> Supplied records
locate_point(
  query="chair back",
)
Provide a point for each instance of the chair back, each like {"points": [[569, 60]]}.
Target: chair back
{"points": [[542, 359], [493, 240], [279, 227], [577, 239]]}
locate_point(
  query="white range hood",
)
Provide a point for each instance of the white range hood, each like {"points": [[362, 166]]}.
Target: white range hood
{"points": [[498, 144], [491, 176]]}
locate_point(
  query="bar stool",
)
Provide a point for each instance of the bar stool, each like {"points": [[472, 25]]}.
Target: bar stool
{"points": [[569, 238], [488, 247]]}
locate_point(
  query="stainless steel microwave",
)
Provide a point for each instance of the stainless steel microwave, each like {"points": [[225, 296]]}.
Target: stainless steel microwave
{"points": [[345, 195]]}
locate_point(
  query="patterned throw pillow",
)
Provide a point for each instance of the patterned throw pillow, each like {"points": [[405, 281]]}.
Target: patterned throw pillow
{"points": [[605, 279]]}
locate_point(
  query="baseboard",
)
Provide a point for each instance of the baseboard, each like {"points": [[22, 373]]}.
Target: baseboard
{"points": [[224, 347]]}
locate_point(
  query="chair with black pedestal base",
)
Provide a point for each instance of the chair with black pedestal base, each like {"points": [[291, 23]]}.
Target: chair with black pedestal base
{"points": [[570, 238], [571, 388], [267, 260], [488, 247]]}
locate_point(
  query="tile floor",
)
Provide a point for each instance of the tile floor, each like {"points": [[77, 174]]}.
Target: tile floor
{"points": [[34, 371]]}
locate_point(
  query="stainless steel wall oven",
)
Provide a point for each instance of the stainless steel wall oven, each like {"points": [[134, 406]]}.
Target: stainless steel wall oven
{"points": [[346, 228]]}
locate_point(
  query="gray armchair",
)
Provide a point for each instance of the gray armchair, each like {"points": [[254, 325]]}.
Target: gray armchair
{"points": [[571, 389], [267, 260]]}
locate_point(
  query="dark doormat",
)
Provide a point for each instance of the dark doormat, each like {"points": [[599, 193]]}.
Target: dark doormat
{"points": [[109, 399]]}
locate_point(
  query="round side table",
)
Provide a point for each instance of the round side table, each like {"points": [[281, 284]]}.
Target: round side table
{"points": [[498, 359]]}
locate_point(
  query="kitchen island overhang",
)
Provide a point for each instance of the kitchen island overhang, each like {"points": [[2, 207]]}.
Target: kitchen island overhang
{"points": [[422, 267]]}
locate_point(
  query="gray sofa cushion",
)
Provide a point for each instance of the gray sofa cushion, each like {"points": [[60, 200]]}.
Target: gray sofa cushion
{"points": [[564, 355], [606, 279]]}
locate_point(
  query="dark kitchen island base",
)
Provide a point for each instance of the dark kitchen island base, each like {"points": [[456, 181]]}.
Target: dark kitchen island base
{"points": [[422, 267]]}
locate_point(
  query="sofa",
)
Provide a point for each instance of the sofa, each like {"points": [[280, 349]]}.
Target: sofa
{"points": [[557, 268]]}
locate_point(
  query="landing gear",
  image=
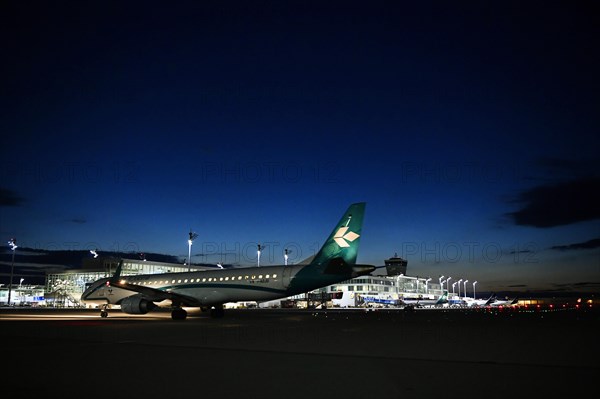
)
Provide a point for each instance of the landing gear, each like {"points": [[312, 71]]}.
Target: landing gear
{"points": [[178, 314], [217, 312]]}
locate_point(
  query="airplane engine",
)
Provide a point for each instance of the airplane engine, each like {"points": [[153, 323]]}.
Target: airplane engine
{"points": [[136, 305]]}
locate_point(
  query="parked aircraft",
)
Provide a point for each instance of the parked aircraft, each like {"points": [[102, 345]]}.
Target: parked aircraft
{"points": [[209, 290]]}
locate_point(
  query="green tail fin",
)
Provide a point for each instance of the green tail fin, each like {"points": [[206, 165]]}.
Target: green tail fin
{"points": [[344, 239]]}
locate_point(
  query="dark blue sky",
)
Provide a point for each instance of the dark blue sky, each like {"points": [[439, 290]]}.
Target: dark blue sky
{"points": [[469, 128]]}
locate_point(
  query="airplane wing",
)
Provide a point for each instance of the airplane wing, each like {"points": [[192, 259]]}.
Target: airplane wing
{"points": [[154, 295], [151, 294]]}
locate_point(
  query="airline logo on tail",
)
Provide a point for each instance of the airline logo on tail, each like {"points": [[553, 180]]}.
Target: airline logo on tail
{"points": [[342, 238]]}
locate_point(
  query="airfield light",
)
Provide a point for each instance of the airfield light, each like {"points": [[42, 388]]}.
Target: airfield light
{"points": [[13, 246], [193, 236]]}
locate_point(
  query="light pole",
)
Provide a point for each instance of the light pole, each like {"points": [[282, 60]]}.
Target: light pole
{"points": [[13, 245], [193, 236], [258, 256]]}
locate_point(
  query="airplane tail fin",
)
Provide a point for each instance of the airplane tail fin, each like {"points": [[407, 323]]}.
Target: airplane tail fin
{"points": [[115, 277], [344, 240], [443, 298]]}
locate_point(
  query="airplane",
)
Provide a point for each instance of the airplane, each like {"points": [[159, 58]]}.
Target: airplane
{"points": [[419, 302], [209, 290], [506, 302]]}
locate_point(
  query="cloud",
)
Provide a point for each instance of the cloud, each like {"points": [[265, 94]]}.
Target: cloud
{"points": [[9, 198], [559, 204], [591, 244]]}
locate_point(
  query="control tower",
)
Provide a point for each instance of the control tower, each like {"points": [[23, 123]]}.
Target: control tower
{"points": [[396, 265]]}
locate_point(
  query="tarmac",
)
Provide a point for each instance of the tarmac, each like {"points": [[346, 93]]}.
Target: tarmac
{"points": [[277, 353]]}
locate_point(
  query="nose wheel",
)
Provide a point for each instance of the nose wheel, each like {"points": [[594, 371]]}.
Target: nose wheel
{"points": [[178, 314]]}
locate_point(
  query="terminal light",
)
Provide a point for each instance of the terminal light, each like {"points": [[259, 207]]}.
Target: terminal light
{"points": [[13, 246], [258, 256]]}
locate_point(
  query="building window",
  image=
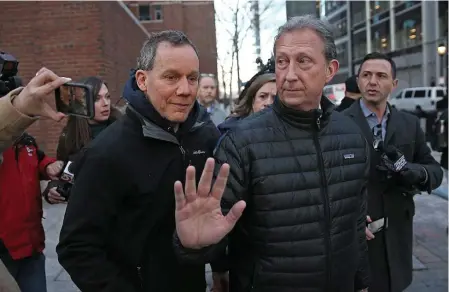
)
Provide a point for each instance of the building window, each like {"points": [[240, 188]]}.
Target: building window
{"points": [[144, 12], [158, 12], [342, 54], [359, 44], [443, 17], [408, 29], [358, 10], [380, 37]]}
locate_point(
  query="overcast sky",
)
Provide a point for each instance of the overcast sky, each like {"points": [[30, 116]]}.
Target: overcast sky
{"points": [[270, 21]]}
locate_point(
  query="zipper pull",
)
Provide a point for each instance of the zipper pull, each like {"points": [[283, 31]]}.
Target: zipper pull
{"points": [[318, 122], [182, 151], [139, 274]]}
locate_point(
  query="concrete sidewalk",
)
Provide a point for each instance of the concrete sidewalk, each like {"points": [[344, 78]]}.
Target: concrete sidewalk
{"points": [[430, 247]]}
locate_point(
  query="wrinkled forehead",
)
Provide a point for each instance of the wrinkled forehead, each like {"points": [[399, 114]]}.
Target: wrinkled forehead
{"points": [[299, 41], [207, 81], [376, 66]]}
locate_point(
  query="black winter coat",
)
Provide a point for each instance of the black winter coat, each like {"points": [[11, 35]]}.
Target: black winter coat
{"points": [[390, 252], [118, 227], [303, 178]]}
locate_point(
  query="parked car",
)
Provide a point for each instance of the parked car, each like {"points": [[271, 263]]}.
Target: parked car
{"points": [[418, 98]]}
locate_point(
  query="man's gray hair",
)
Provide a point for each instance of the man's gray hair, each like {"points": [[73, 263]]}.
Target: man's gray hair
{"points": [[148, 52], [321, 27]]}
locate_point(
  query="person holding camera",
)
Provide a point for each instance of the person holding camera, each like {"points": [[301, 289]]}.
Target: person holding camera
{"points": [[22, 238], [19, 109], [79, 132], [401, 166]]}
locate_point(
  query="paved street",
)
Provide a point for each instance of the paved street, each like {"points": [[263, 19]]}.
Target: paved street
{"points": [[430, 246]]}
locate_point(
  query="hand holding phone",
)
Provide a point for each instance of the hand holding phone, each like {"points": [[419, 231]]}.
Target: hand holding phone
{"points": [[33, 99]]}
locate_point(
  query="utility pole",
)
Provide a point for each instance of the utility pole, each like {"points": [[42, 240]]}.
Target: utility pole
{"points": [[256, 26]]}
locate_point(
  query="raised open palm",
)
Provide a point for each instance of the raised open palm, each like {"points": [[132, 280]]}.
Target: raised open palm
{"points": [[199, 221]]}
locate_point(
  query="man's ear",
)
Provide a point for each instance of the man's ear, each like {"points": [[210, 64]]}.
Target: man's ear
{"points": [[395, 83], [141, 79], [331, 70]]}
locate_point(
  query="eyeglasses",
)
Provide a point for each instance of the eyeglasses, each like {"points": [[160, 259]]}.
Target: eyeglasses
{"points": [[207, 75], [378, 142]]}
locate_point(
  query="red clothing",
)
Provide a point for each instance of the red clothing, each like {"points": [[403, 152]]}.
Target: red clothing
{"points": [[21, 227]]}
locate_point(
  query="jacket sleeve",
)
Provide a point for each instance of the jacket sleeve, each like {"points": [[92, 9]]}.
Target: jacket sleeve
{"points": [[363, 272], [226, 152], [423, 156], [87, 224], [12, 122]]}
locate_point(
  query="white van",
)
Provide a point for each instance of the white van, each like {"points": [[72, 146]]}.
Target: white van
{"points": [[410, 98]]}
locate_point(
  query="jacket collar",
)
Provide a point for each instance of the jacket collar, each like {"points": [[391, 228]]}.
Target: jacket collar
{"points": [[316, 118], [164, 131]]}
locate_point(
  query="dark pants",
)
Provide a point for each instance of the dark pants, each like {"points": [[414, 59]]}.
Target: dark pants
{"points": [[28, 272]]}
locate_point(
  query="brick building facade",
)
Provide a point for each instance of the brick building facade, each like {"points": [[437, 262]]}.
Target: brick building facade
{"points": [[77, 39], [195, 18]]}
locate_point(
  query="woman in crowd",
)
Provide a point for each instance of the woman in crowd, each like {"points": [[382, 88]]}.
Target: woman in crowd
{"points": [[258, 94], [80, 131]]}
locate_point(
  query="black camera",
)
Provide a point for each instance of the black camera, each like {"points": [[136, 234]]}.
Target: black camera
{"points": [[68, 178], [8, 73], [393, 159]]}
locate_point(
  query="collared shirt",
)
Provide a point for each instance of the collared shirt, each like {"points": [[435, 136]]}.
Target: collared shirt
{"points": [[372, 119]]}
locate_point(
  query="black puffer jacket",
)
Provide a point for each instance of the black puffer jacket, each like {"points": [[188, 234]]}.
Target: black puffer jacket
{"points": [[303, 177]]}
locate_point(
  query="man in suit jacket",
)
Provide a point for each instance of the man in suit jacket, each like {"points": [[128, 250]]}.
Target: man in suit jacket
{"points": [[390, 193]]}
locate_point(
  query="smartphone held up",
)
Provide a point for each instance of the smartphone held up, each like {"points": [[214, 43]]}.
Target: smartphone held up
{"points": [[75, 99]]}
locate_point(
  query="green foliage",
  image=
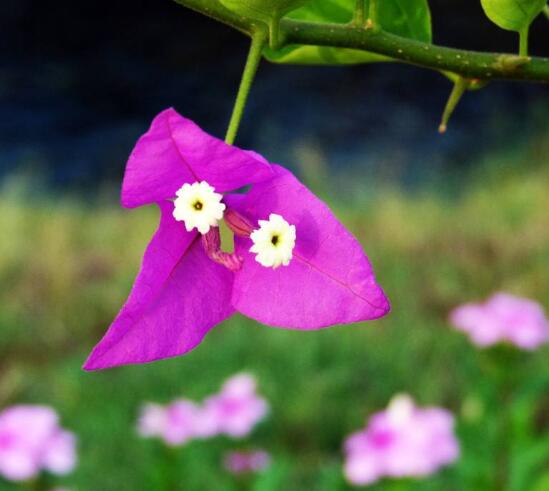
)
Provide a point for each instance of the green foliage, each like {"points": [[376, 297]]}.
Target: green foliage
{"points": [[513, 15], [407, 18]]}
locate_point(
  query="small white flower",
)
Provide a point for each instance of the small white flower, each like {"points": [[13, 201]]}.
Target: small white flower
{"points": [[198, 206], [274, 242]]}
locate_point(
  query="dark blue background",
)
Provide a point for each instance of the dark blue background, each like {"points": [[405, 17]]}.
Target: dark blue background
{"points": [[80, 81]]}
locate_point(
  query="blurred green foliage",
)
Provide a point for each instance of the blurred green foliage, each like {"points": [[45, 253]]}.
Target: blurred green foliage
{"points": [[66, 269]]}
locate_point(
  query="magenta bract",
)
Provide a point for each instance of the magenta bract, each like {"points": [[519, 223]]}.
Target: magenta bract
{"points": [[186, 286]]}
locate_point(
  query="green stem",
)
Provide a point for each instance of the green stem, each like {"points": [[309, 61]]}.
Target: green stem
{"points": [[523, 48], [468, 64], [254, 57], [373, 13], [460, 86], [359, 17]]}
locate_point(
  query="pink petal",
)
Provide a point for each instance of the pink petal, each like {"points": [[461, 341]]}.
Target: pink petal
{"points": [[175, 151], [329, 280], [178, 296]]}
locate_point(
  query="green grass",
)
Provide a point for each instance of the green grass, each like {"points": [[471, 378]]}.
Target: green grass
{"points": [[66, 269]]}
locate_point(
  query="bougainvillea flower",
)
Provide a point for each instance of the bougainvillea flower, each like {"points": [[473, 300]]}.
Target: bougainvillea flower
{"points": [[31, 441], [503, 318], [237, 408], [294, 264], [402, 441], [246, 462]]}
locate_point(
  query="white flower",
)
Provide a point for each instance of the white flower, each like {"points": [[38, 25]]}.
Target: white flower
{"points": [[274, 242], [198, 206]]}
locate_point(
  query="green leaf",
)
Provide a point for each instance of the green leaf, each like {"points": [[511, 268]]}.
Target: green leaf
{"points": [[266, 11], [407, 18], [513, 15]]}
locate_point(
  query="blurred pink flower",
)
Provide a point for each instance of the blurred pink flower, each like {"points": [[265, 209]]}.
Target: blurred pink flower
{"points": [[503, 317], [402, 441], [234, 411], [237, 408], [31, 441], [246, 462], [175, 424]]}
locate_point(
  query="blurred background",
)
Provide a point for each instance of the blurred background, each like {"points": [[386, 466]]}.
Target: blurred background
{"points": [[444, 219]]}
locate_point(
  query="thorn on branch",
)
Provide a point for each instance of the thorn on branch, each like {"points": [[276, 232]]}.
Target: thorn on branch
{"points": [[510, 63], [461, 84]]}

> Task instructions
List every line of the listing above that contains the string "wrinkled", and copy each one in full. Match case exactly.

> Complete response
  query="wrinkled forehead",
Provide a point for each instance of the wrinkled forehead, each like {"points": [[399, 114]]}.
Target: wrinkled forehead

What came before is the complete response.